== Supplied passage ==

A team of Baylor researchers now has a window into a broad variety of cellular processes thanks to a Major Research Instrumentation grant from the National Science Foundation. The grant provided over $240,000 for the acquisition of an electron paramagnetic resonance (EPR) spectrometer.
Dr. Patrick Farmer, professor and chair of the department of chemistry & biochemistry in Baylor’s College of Arts & Sciences, is the principal investigator on the grant. He says the uses of the EPR device are wide-ranging, with potential benefits for faculty research as well as undergraduate and graduate education in a variety of fields including chemistry, biology and geosciences.
EPR is used to detect unpaired, or “free,” electrons, yielding detailed information on the geometric and electronic structure of molecular and solid-state materials. Chemical species with unpaired electrons are known as “free radicals,” and they are involved in many important biomedical processes.
“The EPR is a tool widely used by biochemical or medical researchers to look at cellular processes and the chemistry involved in those processes,” Farmer explains. “Free radicals are involved in processes like vascular signaling, which impacts control of blood pressure; oxidative stress, which causes irreparable damage to cells as part of the aging and disease process; and neurodegenerative diseases like Alzheimer’s and Parkinson’s.”

===
== Given data ==

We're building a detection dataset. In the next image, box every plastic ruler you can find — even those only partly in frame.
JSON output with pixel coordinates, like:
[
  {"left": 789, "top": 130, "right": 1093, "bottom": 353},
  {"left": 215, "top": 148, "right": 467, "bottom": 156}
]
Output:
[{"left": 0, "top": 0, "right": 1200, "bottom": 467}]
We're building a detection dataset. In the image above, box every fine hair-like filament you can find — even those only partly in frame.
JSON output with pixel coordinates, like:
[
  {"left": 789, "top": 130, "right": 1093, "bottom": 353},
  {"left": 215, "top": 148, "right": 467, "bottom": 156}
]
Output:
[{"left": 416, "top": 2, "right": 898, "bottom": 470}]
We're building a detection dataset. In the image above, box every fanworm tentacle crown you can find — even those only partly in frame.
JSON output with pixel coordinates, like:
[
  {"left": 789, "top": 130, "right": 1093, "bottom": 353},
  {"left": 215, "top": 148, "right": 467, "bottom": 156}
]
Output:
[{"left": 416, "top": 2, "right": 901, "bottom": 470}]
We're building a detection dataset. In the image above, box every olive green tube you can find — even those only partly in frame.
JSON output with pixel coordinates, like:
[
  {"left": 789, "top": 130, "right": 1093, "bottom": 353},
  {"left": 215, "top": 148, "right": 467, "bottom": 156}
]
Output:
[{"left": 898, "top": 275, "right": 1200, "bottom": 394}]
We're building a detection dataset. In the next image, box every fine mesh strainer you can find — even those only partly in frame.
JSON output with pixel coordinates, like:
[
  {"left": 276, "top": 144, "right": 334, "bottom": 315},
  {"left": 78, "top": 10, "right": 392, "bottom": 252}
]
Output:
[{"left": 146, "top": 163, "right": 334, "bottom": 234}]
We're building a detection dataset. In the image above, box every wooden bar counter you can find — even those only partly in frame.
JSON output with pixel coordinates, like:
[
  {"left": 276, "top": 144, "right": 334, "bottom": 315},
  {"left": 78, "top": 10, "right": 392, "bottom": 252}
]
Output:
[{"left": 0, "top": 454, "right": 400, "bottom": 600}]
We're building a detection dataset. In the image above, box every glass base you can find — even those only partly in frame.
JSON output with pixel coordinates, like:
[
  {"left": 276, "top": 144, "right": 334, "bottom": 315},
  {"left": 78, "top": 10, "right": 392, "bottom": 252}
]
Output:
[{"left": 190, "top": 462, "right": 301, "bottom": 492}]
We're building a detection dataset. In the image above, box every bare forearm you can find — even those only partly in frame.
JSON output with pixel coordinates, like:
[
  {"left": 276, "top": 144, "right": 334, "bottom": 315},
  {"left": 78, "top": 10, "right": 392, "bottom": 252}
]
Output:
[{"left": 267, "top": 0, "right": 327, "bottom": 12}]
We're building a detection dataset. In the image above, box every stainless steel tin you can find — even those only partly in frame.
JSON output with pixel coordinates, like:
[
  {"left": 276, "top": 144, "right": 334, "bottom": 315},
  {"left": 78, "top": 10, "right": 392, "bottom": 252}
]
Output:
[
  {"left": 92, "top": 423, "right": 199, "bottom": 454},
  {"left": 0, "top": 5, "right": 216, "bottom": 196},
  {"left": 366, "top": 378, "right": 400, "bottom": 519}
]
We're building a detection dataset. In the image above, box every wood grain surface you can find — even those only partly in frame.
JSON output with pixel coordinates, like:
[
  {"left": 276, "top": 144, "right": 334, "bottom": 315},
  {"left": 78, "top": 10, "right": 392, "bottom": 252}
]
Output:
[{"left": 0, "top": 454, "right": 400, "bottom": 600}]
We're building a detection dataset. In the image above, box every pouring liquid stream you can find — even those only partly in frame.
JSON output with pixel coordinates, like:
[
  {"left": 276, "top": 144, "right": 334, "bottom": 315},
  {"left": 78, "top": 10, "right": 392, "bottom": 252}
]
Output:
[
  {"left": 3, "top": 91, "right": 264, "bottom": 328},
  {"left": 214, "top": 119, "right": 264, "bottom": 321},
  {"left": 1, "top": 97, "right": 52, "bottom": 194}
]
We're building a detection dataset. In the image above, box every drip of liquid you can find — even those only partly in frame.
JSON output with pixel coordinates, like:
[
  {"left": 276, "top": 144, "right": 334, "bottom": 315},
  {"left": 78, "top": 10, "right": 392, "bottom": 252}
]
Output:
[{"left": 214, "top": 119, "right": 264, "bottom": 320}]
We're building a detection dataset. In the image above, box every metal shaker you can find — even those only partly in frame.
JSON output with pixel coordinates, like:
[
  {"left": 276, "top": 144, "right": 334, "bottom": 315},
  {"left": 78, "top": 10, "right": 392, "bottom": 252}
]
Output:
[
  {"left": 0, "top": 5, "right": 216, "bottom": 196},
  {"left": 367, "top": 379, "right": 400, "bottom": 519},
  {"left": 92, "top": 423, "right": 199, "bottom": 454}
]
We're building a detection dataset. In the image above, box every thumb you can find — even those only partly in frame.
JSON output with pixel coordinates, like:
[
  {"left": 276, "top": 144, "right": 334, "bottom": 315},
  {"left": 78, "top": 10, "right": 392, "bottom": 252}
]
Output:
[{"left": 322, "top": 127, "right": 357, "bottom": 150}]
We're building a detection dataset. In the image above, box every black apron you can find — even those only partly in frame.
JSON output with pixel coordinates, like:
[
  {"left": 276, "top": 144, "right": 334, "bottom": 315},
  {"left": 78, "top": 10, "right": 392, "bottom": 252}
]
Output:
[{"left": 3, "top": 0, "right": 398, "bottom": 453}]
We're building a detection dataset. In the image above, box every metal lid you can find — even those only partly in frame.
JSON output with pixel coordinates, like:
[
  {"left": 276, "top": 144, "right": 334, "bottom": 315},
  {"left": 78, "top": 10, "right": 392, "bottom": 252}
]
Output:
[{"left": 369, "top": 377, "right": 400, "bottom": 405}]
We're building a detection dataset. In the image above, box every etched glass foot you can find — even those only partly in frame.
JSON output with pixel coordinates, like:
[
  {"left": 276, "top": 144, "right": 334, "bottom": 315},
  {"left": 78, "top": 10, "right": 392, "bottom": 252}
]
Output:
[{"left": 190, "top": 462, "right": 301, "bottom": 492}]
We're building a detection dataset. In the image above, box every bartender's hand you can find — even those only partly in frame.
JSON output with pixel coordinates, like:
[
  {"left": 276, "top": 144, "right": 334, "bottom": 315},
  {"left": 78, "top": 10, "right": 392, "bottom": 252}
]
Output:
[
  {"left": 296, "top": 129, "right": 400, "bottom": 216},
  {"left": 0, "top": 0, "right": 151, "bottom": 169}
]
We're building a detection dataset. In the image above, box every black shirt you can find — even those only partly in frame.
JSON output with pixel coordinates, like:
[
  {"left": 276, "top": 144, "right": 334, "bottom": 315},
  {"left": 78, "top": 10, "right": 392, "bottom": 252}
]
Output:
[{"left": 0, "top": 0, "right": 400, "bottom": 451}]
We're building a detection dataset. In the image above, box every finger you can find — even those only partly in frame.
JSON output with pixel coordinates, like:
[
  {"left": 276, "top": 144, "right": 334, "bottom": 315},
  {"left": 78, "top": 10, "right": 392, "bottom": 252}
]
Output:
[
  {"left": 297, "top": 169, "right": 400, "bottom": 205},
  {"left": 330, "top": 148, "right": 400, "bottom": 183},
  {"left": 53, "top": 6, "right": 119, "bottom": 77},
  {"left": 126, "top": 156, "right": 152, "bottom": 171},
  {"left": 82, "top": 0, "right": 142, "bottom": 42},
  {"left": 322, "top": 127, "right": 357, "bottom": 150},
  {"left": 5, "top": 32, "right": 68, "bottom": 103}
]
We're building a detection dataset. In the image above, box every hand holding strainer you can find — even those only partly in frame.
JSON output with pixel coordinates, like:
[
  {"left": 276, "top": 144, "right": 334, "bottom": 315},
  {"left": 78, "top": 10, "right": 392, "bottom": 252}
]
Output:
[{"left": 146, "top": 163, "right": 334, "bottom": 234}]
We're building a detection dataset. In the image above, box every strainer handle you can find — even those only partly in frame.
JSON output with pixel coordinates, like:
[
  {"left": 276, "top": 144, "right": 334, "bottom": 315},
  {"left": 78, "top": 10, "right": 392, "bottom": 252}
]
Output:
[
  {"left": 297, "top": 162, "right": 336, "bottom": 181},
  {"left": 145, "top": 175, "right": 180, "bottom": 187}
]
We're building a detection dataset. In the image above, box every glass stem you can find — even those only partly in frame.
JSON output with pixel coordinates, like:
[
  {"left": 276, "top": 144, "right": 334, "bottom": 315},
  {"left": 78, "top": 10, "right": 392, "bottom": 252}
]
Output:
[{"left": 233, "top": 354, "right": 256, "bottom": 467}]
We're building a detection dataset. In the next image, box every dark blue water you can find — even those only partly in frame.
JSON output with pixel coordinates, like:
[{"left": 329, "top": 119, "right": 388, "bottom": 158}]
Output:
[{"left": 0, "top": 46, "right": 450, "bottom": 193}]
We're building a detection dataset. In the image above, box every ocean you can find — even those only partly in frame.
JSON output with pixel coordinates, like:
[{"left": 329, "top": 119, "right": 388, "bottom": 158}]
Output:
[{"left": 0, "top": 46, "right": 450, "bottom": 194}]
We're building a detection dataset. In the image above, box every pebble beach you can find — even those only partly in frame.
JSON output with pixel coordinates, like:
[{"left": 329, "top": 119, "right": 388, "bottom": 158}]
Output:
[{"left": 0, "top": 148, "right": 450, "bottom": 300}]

===

To do –
1. Condense the paragraph of the EPR grant article that begins "Dr. Patrick Farmer, professor and chair" into a short bulleted list that keeps its main facts.
2. List every field of study that the EPR grant article names as one where the EPR device could benefit research and education.
3. Reproduce everything in the EPR grant article from "Dr. Patrick Farmer, professor" down to "biology and geosciences.".

Responses –
1.
- Dr. Patrick Farmer, professor and chair of the department of chemistry & biochemistry in Baylor's College of Arts & Sciences, is the grant's principal investigator.
- He says the EPR device has wide-ranging uses.
- It could benefit faculty research and both undergraduate and graduate education.
- The fields he names include chemistry, biology and geosciences.

2.
- Chemistry
- Biology
- Geosciences

3.
Dr. Patrick Farmer, professor and chair of the department of chemistry & biochemistry in Baylor’s College of Arts & Sciences, is the principal investigator on the grant. He says the uses of the EPR device are wide-ranging, with potential benefits for faculty research as well as undergraduate and graduate education in a variety of fields including chemistry, biology and geosciences.